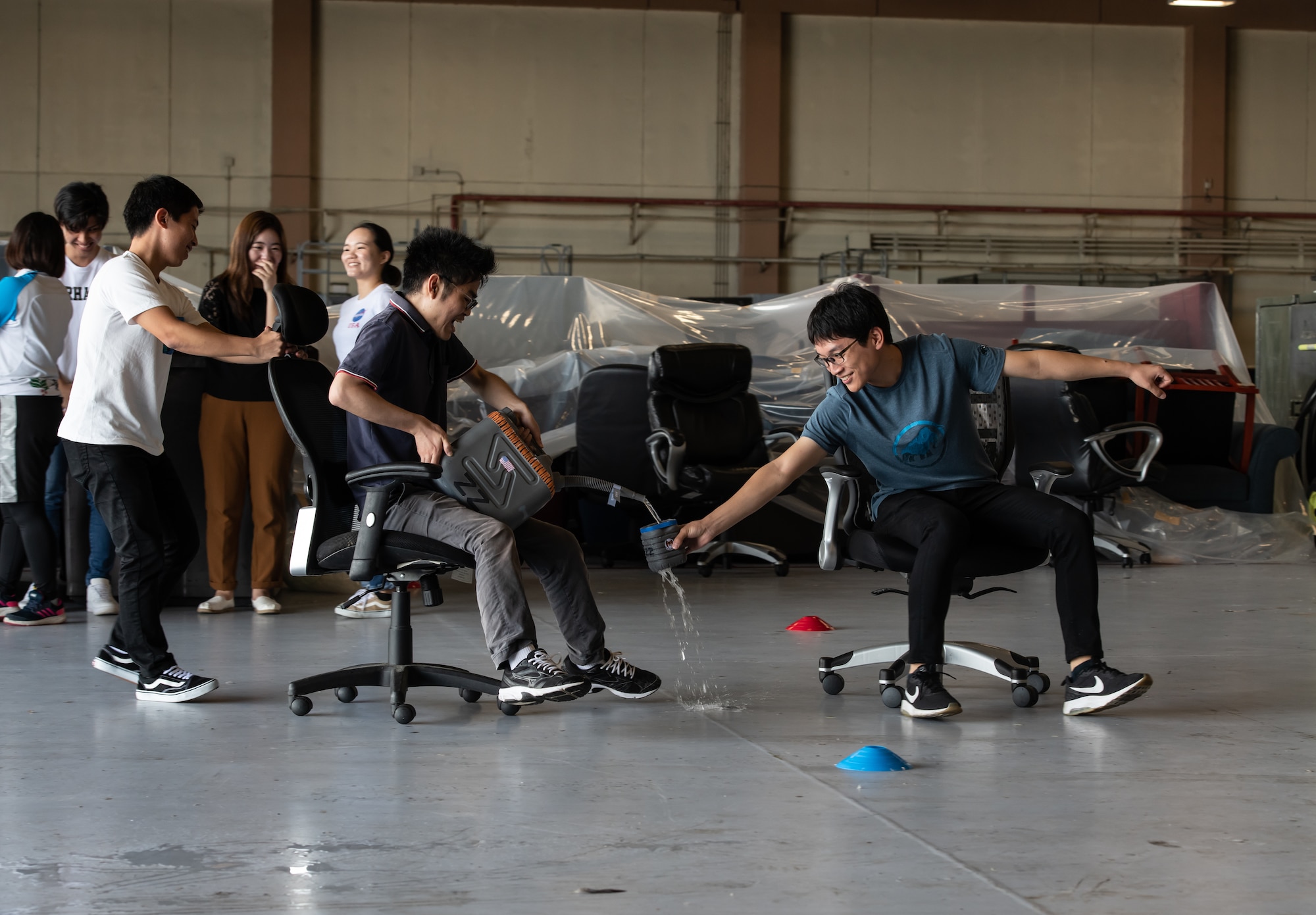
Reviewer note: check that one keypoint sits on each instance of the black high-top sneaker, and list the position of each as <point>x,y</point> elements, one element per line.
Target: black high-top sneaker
<point>619,676</point>
<point>926,697</point>
<point>1093,687</point>
<point>538,679</point>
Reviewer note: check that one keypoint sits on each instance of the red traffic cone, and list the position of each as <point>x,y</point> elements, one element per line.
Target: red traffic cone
<point>810,625</point>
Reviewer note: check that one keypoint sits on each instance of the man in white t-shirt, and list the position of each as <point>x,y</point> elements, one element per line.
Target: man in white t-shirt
<point>132,325</point>
<point>84,212</point>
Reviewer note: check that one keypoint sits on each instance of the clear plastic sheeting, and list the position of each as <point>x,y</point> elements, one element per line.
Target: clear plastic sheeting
<point>544,333</point>
<point>1181,535</point>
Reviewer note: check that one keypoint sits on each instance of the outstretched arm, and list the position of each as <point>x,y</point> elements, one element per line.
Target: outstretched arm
<point>757,492</point>
<point>1055,366</point>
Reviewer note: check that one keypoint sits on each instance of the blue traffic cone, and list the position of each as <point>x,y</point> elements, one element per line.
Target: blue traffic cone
<point>873,759</point>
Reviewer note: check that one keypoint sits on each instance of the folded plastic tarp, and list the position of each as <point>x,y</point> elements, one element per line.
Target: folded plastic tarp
<point>544,333</point>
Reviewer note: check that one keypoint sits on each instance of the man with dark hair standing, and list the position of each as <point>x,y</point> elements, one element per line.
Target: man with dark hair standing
<point>903,409</point>
<point>134,322</point>
<point>394,384</point>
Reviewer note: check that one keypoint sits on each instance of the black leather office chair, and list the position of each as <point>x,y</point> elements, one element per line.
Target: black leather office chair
<point>1072,421</point>
<point>709,434</point>
<point>849,539</point>
<point>327,539</point>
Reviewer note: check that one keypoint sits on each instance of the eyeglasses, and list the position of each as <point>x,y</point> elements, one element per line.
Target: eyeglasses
<point>827,362</point>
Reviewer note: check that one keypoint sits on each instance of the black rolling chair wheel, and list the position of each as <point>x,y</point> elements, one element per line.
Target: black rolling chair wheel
<point>1039,681</point>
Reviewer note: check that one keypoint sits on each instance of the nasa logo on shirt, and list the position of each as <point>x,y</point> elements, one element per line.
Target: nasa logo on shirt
<point>921,443</point>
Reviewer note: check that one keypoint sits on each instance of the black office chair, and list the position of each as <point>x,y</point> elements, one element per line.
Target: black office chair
<point>849,539</point>
<point>709,434</point>
<point>1080,422</point>
<point>327,539</point>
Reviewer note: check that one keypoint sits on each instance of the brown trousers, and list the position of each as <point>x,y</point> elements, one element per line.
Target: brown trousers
<point>245,449</point>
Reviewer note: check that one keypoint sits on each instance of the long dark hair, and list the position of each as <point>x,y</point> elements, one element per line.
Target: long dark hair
<point>238,279</point>
<point>385,242</point>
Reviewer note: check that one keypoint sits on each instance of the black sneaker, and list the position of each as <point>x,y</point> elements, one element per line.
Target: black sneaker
<point>39,612</point>
<point>118,663</point>
<point>538,679</point>
<point>926,697</point>
<point>176,685</point>
<point>619,676</point>
<point>1094,687</point>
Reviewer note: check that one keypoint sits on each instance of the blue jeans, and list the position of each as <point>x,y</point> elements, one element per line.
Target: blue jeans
<point>101,545</point>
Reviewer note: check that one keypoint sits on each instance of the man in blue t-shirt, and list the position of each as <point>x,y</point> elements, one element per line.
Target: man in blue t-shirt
<point>394,384</point>
<point>903,409</point>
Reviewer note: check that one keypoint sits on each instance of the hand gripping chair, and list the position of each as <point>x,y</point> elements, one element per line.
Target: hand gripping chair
<point>709,434</point>
<point>849,539</point>
<point>326,539</point>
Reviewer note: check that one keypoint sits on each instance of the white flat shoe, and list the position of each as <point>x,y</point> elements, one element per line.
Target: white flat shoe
<point>266,605</point>
<point>216,605</point>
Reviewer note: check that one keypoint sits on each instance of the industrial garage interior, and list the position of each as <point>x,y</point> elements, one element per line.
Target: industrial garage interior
<point>1101,203</point>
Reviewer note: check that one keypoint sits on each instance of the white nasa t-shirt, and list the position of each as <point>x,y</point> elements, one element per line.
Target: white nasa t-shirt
<point>355,313</point>
<point>78,283</point>
<point>123,368</point>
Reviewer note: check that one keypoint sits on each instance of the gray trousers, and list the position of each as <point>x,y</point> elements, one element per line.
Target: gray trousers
<point>552,554</point>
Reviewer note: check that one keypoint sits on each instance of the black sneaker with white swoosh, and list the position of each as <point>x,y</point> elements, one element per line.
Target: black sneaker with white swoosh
<point>926,697</point>
<point>176,685</point>
<point>1094,687</point>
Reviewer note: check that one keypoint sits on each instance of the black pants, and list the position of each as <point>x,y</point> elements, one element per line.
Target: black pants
<point>27,529</point>
<point>147,512</point>
<point>942,524</point>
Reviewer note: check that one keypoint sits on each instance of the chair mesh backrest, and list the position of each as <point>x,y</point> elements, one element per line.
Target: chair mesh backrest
<point>319,429</point>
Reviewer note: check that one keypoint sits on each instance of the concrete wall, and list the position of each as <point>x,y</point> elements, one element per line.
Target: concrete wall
<point>111,92</point>
<point>543,101</point>
<point>1272,149</point>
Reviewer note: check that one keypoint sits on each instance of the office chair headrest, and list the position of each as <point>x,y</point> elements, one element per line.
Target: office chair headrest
<point>701,372</point>
<point>303,317</point>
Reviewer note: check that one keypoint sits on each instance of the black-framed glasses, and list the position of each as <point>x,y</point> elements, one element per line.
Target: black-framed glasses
<point>827,362</point>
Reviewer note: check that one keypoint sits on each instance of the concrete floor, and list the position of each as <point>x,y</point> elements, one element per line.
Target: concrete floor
<point>1197,799</point>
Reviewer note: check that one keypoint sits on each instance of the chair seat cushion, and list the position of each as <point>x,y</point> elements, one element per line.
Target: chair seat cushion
<point>398,549</point>
<point>982,559</point>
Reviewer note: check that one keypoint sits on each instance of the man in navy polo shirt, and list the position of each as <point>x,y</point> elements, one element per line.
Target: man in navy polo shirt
<point>394,385</point>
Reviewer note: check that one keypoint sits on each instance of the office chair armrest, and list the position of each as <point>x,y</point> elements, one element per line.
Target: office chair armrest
<point>668,451</point>
<point>1048,472</point>
<point>372,533</point>
<point>410,471</point>
<point>843,500</point>
<point>1139,471</point>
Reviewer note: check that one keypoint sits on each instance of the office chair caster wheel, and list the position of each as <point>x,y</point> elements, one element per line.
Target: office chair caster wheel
<point>1039,681</point>
<point>1025,696</point>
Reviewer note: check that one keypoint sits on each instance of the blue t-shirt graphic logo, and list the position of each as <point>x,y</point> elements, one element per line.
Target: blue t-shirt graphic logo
<point>921,443</point>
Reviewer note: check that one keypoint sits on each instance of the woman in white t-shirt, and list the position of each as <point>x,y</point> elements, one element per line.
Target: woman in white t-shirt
<point>35,313</point>
<point>368,254</point>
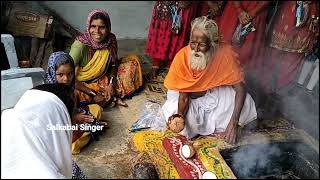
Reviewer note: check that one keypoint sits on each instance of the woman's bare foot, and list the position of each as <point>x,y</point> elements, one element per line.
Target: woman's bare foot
<point>120,102</point>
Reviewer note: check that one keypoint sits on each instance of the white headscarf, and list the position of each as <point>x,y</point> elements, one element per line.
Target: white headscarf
<point>29,149</point>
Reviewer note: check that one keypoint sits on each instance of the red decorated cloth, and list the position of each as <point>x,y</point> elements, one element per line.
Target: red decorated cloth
<point>250,50</point>
<point>187,168</point>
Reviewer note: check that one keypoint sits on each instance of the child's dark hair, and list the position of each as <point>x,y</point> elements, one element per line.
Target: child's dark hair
<point>105,19</point>
<point>64,92</point>
<point>66,59</point>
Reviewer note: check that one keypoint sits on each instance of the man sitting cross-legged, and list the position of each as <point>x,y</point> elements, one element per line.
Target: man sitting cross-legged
<point>206,89</point>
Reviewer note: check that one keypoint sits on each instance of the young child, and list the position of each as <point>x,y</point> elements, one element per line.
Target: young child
<point>61,70</point>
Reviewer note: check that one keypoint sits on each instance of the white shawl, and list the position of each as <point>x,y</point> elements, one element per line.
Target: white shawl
<point>29,149</point>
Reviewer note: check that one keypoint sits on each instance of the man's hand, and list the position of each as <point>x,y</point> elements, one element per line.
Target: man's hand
<point>231,132</point>
<point>81,117</point>
<point>99,99</point>
<point>109,94</point>
<point>244,18</point>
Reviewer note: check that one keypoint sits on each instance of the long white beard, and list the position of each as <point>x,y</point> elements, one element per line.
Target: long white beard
<point>199,63</point>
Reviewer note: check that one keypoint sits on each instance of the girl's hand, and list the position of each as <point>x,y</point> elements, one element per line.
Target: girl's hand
<point>244,18</point>
<point>82,118</point>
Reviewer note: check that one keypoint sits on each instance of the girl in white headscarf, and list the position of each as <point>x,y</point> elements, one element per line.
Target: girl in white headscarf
<point>31,147</point>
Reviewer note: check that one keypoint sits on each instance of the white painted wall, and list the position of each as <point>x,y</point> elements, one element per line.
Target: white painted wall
<point>129,19</point>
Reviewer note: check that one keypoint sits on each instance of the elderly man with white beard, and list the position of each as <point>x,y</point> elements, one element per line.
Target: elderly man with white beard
<point>206,89</point>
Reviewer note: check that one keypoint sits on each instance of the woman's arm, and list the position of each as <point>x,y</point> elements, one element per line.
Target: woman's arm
<point>239,101</point>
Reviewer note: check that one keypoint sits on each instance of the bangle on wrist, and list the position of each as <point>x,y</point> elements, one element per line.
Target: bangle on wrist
<point>92,93</point>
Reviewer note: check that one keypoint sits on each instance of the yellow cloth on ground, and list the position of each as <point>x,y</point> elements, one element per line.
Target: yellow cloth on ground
<point>150,142</point>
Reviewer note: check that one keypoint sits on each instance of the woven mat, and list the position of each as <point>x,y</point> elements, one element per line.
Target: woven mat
<point>151,142</point>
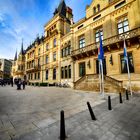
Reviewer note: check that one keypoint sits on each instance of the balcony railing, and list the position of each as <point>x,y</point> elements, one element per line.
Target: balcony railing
<point>109,41</point>
<point>34,68</point>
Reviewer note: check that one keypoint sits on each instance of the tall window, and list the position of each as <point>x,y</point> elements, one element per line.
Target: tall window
<point>47,46</point>
<point>35,76</point>
<point>66,51</point>
<point>54,42</point>
<point>69,71</point>
<point>69,50</point>
<point>124,64</point>
<point>31,76</point>
<point>62,72</point>
<point>47,74</point>
<point>98,33</point>
<point>54,56</point>
<point>39,51</point>
<point>38,61</point>
<point>123,25</point>
<point>94,10</point>
<point>82,70</point>
<point>82,42</point>
<point>38,75</point>
<point>54,74</point>
<point>47,59</point>
<point>98,7</point>
<point>66,72</point>
<point>62,53</point>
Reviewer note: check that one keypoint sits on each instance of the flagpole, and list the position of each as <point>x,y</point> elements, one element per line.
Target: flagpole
<point>102,78</point>
<point>126,58</point>
<point>129,77</point>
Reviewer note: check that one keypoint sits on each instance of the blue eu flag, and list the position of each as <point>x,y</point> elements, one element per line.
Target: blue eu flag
<point>100,50</point>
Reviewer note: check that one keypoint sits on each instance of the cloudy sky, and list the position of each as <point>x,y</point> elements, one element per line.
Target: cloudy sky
<point>26,18</point>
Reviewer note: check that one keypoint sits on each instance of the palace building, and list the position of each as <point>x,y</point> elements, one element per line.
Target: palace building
<point>68,52</point>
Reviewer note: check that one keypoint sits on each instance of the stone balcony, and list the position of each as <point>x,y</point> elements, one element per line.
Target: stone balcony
<point>34,68</point>
<point>112,43</point>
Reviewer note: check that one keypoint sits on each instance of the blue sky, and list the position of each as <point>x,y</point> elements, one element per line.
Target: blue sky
<point>26,18</point>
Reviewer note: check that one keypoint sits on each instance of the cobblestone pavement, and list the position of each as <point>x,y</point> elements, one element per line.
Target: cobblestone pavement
<point>33,114</point>
<point>36,109</point>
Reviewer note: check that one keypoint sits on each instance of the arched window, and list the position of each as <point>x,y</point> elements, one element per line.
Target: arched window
<point>98,7</point>
<point>94,10</point>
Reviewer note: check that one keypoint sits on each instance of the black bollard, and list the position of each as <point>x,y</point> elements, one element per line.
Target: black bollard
<point>127,97</point>
<point>62,126</point>
<point>109,103</point>
<point>121,98</point>
<point>91,112</point>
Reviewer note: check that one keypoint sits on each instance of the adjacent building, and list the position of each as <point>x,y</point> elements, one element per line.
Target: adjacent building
<point>68,52</point>
<point>18,65</point>
<point>5,70</point>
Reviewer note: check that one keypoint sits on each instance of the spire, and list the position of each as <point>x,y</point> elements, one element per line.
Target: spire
<point>61,8</point>
<point>22,51</point>
<point>15,56</point>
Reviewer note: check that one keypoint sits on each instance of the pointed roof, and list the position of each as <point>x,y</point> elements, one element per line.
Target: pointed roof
<point>22,51</point>
<point>15,56</point>
<point>61,8</point>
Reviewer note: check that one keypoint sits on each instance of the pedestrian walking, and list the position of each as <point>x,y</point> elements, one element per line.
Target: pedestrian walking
<point>23,83</point>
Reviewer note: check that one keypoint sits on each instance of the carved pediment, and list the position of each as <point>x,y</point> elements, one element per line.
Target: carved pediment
<point>95,7</point>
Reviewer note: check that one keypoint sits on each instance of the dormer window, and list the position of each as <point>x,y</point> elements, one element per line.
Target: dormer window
<point>98,7</point>
<point>94,10</point>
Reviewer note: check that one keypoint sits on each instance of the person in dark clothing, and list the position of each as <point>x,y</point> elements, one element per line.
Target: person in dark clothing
<point>19,84</point>
<point>23,83</point>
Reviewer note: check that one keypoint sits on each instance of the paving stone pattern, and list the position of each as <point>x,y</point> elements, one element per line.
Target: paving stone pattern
<point>33,114</point>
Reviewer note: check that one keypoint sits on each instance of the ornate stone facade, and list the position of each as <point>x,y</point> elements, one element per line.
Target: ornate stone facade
<point>68,51</point>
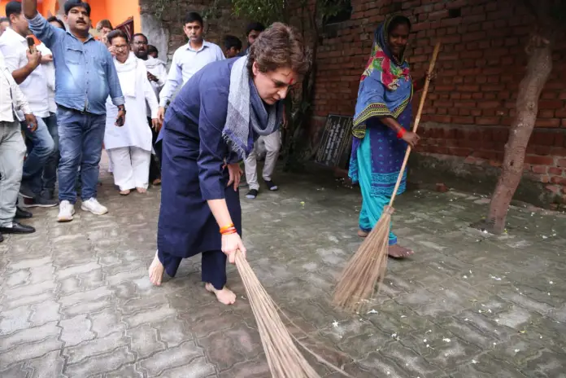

+===+

Retype the entries above exactly. Stop after the line containing "the black leather", and omit the pictures.

### Solution to this problem
Reviewer note: check that one keypoint sits on each instance of the black high-top sneaker, and list the position of each as <point>x,y</point> elements, one element per line.
Target: black high-top sneaker
<point>619,676</point>
<point>926,697</point>
<point>1093,687</point>
<point>538,679</point>
Reviewer note: check that one keypoint sits on each instance of the red traffic cone, and list the position of each as <point>x,y</point> elements, one element per line.
Target: red traffic cone
<point>810,625</point>
Reviewer note: check that one keypoint sits on each instance of the man in white t-shirt, and list the position of each as <point>x,y</point> elements, one element per line.
Target: man in white t-shirt
<point>132,325</point>
<point>84,212</point>
Reviewer note: check that one keypoint sits on each instance of the clear plastic sheeting, and list the position of each as <point>x,y</point> elements, one element per line.
Target: clear plastic sheeting
<point>544,333</point>
<point>1181,535</point>
Reviewer note: check that one keypoint sits on each instance of the outstretched arm, and list the position of each as <point>x,y</point> elements, one element per line.
Target: outstretched arm
<point>757,492</point>
<point>1055,366</point>
Reviewer note: check that one keypoint sits on each instance of the blue traffic cone, and list the position of each as <point>x,y</point> elements, one element per line.
Target: blue traffic cone
<point>873,759</point>
Reviewer note: check that one keypoint sits on each instance of the folded plastic tarp, and list the position of each as <point>x,y</point> elements, one element per line.
Target: folded plastic tarp
<point>544,333</point>
Reviewer note: check that one keypoint sits on each instance of the man with dark hair standing, and list the position of each as <point>x,y</point> elements, one element per line.
Target: man with dark hair standing
<point>903,409</point>
<point>134,322</point>
<point>394,384</point>
Reviewer note: check that one keypoint sits on each instance of the black leather office chair, and list the position of each as <point>x,y</point> elements, one element per line.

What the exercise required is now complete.